WHAT YOU NEED TO DO
Which rows contain the string "surface"? List each of them in full, treating uppercase and lowercase letters as different.

RECORDS TO PROCESS
********************

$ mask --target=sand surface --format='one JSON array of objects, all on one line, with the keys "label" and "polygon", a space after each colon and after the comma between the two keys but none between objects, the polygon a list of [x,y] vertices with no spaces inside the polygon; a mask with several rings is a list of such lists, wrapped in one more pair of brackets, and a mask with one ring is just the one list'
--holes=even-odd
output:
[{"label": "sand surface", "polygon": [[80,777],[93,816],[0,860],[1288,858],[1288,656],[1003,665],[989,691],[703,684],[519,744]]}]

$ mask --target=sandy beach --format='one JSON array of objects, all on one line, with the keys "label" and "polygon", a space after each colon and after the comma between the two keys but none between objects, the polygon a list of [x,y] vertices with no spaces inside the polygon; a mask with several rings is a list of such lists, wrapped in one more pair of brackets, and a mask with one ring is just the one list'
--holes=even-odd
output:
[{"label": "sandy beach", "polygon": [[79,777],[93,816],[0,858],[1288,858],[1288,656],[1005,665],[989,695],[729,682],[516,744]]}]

********************

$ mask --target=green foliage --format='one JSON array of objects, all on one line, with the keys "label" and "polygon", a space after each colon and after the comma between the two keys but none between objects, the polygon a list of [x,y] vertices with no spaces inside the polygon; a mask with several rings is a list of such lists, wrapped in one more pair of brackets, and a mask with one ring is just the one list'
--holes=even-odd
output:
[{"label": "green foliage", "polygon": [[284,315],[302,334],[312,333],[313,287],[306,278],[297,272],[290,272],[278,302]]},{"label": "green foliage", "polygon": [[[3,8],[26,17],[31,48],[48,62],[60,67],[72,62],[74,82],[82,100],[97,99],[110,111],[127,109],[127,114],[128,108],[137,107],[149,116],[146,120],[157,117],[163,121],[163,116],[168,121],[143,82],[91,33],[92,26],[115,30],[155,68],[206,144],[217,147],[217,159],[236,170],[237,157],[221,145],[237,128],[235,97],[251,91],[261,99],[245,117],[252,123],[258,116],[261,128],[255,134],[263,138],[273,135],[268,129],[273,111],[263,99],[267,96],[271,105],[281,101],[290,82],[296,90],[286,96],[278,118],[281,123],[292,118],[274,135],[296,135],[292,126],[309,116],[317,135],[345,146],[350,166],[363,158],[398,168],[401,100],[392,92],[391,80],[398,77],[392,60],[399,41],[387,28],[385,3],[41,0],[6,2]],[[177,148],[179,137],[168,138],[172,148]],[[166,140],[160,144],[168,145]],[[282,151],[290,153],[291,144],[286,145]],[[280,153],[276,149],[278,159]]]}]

********************

WRITTEN ANSWER
$ mask --target=sand surface --format='one JSON array of objects, all on one line, with the keys "label" and "polygon", a space after each colon and after the comma between the two keys but none between objects, the polygon a list of [x,y] vertices with no spaces inside the polygon; a mask with several rings is a list of such lists, wrapped in one more pair of brackets, and a mask with one ring is just the one list'
[{"label": "sand surface", "polygon": [[80,777],[93,816],[0,860],[1288,858],[1288,656],[1003,665],[989,691],[703,684],[519,744]]}]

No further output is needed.